* **Short task A**
Retype the records below word for word, starting at the first line of the records and ending at the line that contains "237 122 L 249".

[start Reading text]

SECTION 3.21 EMPLOYEE BENEFITS. There is no employee benefit plan which is
sponsored, maintained or contributed to by Wireless or to which Wireless has an
obligation to contribute, or otherwise affecting or involving Wireless or any of
the employees of or consultants to Wireless.
SECTION 3.22 ENVIRONMENTAL MATTERS.
(a) Wireless has no liability under, and each are presently in
compliance in all material respects with all Environmental Laws applicable to
Wireless, its assets or business.
(b) Wireless has no knowledge of the releasing, spilling, leaking,
pumping, pouring, emitting, emptying, discharging, injecting, escaping,
leaching, disposing, or dumping of Hazardous Substances into the soil, surface
waters, ground waters, land, stream sediments, surface of subsurface strata,
ambient air, sewer system, or any environmental medium at or from any property
or asset owned, used or occupied by Wireless ("ENVIRONMENTAL CONDITION") in
violation of any applicable Environmental Law.
(c) None of the following exists at any property owned, occupied or
controlled by Wireless: (1) underground storage tanks, (2) materials or
equipment containing polychlorinated biphenyls in concentrations greater than 50
parts per million, or (3) landfills or disposal areas.
SECTION 3.23 BANKS. SCHEDULE 3.23 sets forth (i) the name of each bank,
trust company or other financial institution and stock or other broker with
which Wireless has an account, credit line or safe deposit box or vault, (ii)

[end Reading text]

* **Short task B**
Echo the passage of the contract excerpt starting at "(c) None of" and ending at "or disposal areas.", with every word unchanged.

[start Supplied material]

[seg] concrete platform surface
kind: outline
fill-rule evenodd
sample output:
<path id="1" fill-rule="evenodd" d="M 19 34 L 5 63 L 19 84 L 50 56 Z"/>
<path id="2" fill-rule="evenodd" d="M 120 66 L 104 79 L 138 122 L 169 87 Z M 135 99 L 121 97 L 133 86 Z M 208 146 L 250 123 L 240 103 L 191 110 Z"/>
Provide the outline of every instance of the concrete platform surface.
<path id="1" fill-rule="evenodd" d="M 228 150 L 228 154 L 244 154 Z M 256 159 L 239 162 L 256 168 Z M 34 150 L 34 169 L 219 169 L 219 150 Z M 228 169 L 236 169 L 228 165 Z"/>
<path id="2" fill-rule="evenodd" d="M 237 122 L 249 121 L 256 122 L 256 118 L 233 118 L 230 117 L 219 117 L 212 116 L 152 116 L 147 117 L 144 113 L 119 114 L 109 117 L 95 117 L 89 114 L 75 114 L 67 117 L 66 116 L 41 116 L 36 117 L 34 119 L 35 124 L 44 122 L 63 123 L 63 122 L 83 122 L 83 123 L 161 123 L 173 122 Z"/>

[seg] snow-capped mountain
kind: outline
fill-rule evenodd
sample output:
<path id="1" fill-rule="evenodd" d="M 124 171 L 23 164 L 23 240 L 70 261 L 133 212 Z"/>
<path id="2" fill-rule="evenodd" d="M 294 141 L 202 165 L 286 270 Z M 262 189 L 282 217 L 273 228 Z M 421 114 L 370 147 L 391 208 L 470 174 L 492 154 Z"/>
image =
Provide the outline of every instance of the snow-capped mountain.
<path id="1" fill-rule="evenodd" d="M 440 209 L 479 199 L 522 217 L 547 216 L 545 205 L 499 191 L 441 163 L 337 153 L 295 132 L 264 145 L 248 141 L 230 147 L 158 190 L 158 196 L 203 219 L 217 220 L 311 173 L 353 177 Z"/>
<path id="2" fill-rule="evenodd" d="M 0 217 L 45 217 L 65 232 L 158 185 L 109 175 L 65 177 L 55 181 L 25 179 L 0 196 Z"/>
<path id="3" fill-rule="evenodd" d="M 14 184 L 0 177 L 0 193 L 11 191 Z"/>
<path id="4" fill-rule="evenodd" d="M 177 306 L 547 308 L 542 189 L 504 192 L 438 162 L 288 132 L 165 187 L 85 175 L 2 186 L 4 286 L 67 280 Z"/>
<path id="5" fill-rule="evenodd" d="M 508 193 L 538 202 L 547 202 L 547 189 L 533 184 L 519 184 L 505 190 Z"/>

[end Supplied material]

* **Correct response A**
[seg] concrete platform surface
kind: outline
fill-rule evenodd
sample output:
<path id="1" fill-rule="evenodd" d="M 19 34 L 5 63 L 19 84 L 50 56 Z"/>
<path id="2" fill-rule="evenodd" d="M 120 66 L 104 79 L 138 122 L 169 87 Z M 135 99 L 121 97 L 133 86 Z M 208 146 L 250 123 L 240 103 L 191 110 Z"/>
Provide the outline of every instance of the concrete platform surface.
<path id="1" fill-rule="evenodd" d="M 228 150 L 228 154 L 244 154 Z M 256 159 L 239 162 L 256 168 Z M 34 150 L 34 169 L 219 169 L 219 150 Z M 228 169 L 236 169 L 228 165 Z"/>
<path id="2" fill-rule="evenodd" d="M 237 122 L 249 121 L 256 122 L 256 118 L 233 118 L 230 117 L 219 117 L 212 116 L 152 116 L 147 117 L 144 113 L 119 114 L 109 117 L 95 117 L 89 114 L 75 114 L 67 117 L 66 116 L 41 116 L 36 117 L 34 119 L 35 124 L 44 122 L 63 123 L 63 122 L 83 122 L 83 123 L 161 123 L 173 122 Z"/>

* **Correct response B**
(c) None of the following exists at any property owned, occupied or
controlled by Wireless: (1) underground storage tanks, (2) materials or
equipment containing polychlorinated biphenyls in concentrations greater than 50
parts per million, or (3) landfills or disposal areas.